• Written problem:
Recast the stretch from the start of the records through the line containing "point(147, 40)" as a numbered list, skipping blank lines and leaving out the pictures.

Stored data:
○ ○ ○ ○ ○ ○ ○

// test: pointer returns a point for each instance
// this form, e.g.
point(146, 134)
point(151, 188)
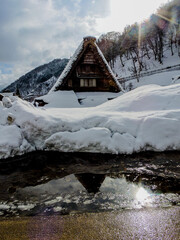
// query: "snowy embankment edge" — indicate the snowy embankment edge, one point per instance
point(145, 119)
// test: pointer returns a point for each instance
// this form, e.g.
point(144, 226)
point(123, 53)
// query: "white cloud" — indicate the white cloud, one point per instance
point(34, 32)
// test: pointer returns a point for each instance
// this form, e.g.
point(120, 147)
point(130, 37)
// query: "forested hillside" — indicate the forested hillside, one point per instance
point(147, 40)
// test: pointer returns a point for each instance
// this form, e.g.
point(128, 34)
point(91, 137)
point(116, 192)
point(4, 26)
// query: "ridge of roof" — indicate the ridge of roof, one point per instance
point(68, 67)
point(74, 58)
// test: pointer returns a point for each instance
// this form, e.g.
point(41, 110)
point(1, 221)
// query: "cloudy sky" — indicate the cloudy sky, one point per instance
point(33, 32)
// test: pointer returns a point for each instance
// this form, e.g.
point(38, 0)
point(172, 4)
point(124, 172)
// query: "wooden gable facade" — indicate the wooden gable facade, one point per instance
point(88, 71)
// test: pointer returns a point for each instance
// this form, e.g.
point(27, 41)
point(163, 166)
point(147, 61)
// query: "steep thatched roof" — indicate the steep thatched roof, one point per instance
point(77, 56)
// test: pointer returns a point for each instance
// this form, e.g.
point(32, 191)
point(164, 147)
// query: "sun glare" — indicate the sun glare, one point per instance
point(127, 12)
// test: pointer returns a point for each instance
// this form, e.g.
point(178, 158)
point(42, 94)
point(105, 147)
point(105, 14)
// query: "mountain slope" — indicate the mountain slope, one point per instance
point(38, 81)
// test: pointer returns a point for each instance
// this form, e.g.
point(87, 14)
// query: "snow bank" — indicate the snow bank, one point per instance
point(147, 118)
point(60, 99)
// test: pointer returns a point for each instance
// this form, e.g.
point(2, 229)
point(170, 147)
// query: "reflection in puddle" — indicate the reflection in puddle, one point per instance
point(142, 194)
point(79, 186)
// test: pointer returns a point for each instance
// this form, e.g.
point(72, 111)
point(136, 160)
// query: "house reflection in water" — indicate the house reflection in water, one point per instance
point(91, 182)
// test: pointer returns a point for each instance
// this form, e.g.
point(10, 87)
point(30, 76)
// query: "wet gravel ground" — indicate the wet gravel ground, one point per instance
point(127, 224)
point(90, 196)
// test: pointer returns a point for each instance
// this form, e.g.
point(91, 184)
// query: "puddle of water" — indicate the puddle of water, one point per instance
point(77, 185)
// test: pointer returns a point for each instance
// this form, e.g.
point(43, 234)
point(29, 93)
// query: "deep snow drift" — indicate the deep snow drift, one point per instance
point(147, 118)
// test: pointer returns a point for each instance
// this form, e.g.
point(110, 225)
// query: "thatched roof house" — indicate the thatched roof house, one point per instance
point(87, 71)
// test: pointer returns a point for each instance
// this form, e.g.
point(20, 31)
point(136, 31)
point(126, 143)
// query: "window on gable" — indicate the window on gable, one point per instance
point(87, 82)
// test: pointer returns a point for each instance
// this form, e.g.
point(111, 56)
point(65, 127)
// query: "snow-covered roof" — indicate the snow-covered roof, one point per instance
point(147, 118)
point(108, 67)
point(75, 57)
point(68, 67)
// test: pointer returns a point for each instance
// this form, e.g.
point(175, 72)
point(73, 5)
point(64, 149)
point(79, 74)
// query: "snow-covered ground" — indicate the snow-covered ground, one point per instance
point(147, 118)
point(162, 79)
point(70, 99)
point(151, 64)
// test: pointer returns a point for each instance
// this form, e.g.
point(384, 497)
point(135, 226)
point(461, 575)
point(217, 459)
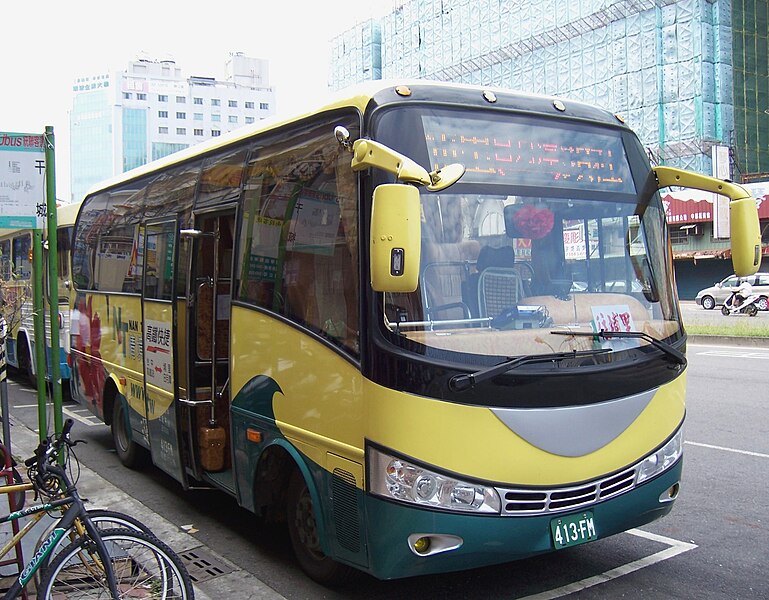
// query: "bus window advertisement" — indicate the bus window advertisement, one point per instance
point(157, 354)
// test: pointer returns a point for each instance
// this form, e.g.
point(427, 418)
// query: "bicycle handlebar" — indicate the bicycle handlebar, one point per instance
point(47, 448)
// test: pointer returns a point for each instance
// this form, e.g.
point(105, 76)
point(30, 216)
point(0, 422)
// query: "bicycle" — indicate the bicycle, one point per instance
point(116, 563)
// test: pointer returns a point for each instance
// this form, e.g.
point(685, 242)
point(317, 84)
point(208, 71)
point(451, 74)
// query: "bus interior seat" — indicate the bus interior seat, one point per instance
point(446, 261)
point(498, 289)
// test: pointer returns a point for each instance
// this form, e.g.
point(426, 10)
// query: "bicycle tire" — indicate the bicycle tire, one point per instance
point(103, 519)
point(141, 563)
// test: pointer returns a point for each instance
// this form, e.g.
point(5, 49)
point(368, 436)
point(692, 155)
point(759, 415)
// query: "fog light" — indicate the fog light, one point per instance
point(671, 493)
point(422, 545)
point(429, 544)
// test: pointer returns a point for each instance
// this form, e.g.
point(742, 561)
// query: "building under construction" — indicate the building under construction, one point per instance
point(687, 75)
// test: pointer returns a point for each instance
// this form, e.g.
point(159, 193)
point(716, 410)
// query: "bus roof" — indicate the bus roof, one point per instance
point(357, 96)
point(67, 213)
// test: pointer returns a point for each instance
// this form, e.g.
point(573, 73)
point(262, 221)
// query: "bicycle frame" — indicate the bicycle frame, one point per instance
point(74, 511)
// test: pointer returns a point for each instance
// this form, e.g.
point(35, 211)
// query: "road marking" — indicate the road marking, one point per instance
point(735, 450)
point(676, 547)
point(735, 354)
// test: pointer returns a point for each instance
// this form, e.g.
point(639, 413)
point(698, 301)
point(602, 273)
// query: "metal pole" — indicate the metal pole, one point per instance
point(38, 313)
point(53, 275)
point(4, 389)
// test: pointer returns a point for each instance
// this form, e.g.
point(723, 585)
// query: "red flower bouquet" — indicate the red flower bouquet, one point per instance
point(532, 222)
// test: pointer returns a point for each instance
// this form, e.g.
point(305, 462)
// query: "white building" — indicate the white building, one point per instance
point(123, 120)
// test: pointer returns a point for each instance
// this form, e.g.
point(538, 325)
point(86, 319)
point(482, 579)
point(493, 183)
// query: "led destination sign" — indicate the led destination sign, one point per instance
point(524, 154)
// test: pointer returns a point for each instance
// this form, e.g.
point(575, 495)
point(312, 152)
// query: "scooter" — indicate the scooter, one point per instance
point(735, 304)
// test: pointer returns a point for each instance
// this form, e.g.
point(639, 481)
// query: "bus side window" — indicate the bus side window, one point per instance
point(299, 243)
point(22, 261)
point(5, 260)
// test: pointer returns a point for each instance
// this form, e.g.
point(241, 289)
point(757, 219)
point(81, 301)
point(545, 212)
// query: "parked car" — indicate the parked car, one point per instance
point(718, 293)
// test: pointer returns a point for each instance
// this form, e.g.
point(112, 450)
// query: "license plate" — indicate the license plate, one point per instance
point(571, 530)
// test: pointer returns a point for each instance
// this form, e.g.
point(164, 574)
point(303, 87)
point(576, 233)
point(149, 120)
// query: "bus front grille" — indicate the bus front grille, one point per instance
point(534, 501)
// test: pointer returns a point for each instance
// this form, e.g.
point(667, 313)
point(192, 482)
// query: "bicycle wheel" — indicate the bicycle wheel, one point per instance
point(144, 567)
point(103, 519)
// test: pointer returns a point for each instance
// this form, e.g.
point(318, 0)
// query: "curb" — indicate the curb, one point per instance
point(235, 585)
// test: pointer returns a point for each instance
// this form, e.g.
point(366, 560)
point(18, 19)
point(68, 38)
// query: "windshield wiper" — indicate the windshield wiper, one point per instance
point(639, 335)
point(459, 383)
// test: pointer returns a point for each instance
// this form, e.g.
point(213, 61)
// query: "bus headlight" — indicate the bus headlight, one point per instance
point(662, 459)
point(398, 479)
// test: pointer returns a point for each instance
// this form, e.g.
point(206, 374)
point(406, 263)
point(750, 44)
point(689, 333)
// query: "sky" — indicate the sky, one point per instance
point(45, 45)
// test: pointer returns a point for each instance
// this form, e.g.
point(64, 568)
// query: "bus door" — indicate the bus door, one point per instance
point(158, 311)
point(209, 345)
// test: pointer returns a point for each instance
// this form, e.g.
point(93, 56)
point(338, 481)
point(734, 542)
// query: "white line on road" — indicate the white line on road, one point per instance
point(676, 547)
point(735, 354)
point(735, 450)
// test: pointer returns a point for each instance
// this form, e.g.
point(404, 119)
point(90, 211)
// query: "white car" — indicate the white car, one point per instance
point(717, 294)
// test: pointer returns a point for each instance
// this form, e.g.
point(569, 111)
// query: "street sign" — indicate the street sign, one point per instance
point(22, 180)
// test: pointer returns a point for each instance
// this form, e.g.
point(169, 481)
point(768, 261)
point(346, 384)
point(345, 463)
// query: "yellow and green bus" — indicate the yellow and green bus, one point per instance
point(16, 276)
point(432, 326)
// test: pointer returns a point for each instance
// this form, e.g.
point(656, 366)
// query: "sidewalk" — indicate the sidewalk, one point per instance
point(233, 583)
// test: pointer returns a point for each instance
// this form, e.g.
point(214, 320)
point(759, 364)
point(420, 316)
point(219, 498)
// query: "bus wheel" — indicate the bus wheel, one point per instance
point(129, 452)
point(303, 531)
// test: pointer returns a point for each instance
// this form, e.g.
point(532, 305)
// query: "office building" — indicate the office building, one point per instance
point(687, 75)
point(691, 77)
point(125, 119)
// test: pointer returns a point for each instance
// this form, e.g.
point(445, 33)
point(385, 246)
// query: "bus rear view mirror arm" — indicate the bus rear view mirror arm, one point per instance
point(368, 153)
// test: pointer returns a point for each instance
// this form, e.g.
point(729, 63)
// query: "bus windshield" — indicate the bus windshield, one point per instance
point(552, 229)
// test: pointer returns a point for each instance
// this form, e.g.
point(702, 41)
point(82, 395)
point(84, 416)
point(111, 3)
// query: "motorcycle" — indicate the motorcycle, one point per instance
point(736, 304)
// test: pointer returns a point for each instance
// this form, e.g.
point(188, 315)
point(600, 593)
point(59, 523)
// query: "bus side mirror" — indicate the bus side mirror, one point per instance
point(395, 238)
point(745, 234)
point(744, 228)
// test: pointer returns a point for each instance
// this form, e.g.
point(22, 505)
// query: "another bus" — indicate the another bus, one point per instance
point(433, 327)
point(17, 310)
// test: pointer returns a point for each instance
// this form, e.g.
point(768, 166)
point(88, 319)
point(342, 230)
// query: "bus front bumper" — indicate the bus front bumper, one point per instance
point(472, 541)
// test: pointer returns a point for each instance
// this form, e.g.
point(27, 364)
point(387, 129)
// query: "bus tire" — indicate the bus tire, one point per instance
point(131, 454)
point(305, 541)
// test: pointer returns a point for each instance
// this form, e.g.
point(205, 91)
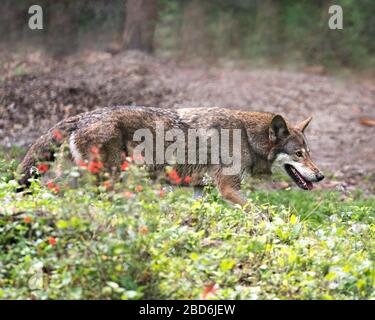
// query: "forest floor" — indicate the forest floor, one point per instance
point(36, 92)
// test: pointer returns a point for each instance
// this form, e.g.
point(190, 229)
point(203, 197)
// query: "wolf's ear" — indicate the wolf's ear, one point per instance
point(278, 129)
point(302, 125)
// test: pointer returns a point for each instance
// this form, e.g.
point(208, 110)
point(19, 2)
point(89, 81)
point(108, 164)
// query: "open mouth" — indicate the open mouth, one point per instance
point(298, 178)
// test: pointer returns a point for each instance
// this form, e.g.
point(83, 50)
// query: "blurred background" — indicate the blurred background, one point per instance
point(265, 55)
point(283, 32)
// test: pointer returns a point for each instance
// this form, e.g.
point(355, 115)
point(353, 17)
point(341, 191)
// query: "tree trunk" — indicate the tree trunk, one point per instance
point(140, 22)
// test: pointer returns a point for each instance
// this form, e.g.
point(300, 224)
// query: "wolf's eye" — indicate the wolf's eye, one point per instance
point(299, 154)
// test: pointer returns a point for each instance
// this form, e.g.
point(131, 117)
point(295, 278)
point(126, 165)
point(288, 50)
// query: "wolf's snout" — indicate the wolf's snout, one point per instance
point(319, 176)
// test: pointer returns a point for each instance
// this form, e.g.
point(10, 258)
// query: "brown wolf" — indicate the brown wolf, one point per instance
point(266, 141)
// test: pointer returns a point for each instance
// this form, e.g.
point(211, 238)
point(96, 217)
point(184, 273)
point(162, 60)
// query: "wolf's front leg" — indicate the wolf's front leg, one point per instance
point(229, 187)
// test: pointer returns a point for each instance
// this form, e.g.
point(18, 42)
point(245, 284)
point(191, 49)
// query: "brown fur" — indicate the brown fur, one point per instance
point(264, 135)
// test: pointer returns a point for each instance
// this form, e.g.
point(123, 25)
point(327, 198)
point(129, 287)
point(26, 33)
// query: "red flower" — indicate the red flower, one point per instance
point(53, 187)
point(124, 166)
point(52, 241)
point(42, 168)
point(143, 229)
point(27, 219)
point(94, 150)
point(94, 166)
point(128, 194)
point(173, 174)
point(106, 184)
point(209, 292)
point(57, 135)
point(82, 163)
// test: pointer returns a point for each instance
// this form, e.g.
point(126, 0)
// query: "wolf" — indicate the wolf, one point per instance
point(267, 141)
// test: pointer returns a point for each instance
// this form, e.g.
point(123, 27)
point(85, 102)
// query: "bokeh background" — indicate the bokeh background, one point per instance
point(260, 31)
point(268, 55)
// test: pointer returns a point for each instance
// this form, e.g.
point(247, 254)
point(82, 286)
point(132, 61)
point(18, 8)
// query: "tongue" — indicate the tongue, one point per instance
point(309, 185)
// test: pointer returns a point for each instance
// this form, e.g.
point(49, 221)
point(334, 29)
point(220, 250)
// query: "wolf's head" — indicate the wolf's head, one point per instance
point(291, 152)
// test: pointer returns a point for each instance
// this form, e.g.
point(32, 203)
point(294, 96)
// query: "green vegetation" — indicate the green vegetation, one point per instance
point(132, 239)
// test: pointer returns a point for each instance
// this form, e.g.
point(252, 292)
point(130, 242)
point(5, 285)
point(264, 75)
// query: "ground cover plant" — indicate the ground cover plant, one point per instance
point(134, 239)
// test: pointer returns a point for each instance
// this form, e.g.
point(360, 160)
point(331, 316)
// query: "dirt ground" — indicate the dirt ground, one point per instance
point(36, 92)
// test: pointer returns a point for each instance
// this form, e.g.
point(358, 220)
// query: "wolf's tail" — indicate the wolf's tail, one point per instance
point(44, 149)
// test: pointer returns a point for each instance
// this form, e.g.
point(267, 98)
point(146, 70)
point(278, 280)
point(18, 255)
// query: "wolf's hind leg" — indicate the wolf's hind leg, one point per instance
point(230, 188)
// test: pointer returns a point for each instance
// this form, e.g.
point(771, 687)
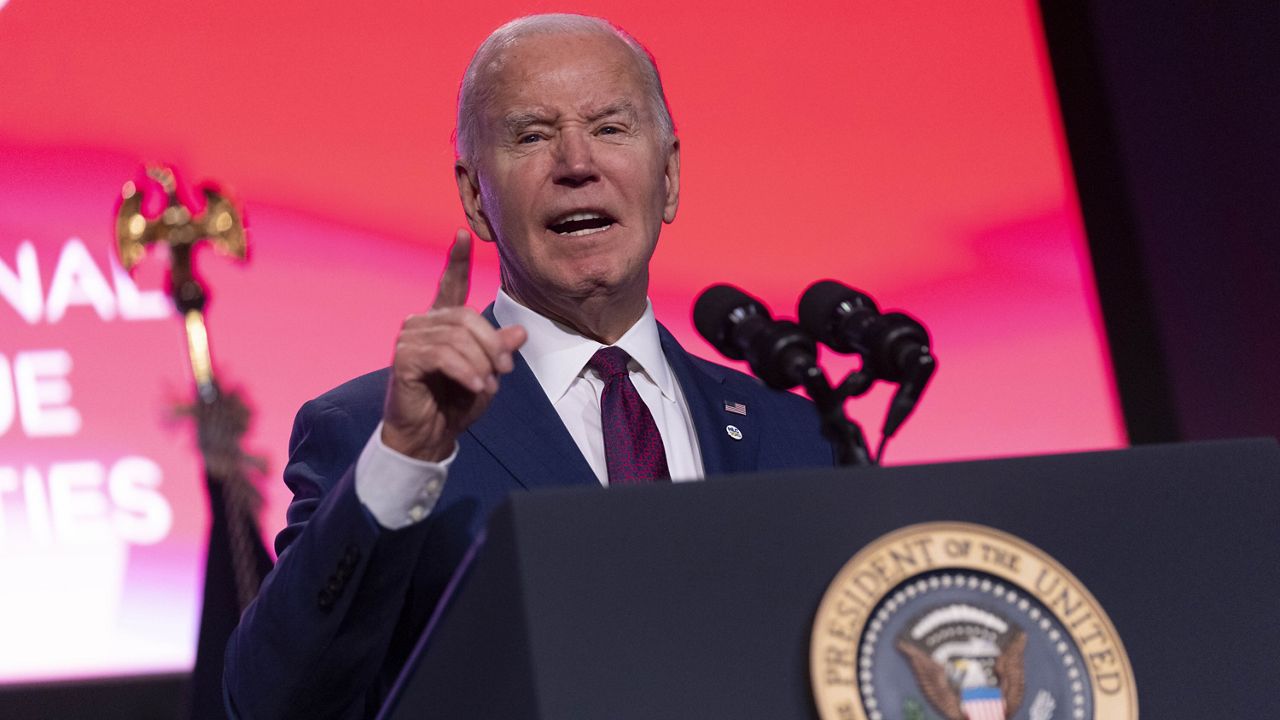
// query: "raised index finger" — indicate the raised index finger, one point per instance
point(456, 279)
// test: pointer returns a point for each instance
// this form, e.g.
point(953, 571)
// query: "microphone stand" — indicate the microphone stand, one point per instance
point(836, 427)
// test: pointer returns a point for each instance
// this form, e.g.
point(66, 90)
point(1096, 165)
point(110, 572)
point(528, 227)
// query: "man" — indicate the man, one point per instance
point(568, 162)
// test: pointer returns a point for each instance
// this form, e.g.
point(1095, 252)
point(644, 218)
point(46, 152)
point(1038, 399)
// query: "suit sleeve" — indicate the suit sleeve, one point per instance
point(314, 639)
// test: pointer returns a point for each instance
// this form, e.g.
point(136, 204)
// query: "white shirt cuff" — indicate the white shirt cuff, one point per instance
point(398, 490)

○ ○ ○ ○ ○ ○ ○

• Finished exercise:
1. // test: pointer returns a point for each instance
2. // this form, e.g.
3. point(146, 134)
4. point(151, 188)
5. // query: "snowy embankment edge" — indicate the snowy embankment edge, one point per instance
6. point(145, 119)
7. // test: pointer returns a point for each instance
8. // this form, e.g.
9. point(144, 226)
10. point(123, 53)
11. // query: "white cloud" — indicate the white cloud, one point per instance
12. point(34, 32)
13. // test: pointer returns a point for each instance
14. // this form, e.g.
15. point(120, 147)
16. point(130, 37)
17. // query: "forested hillside" — indicate the forested hillside, one point per instance
18. point(147, 40)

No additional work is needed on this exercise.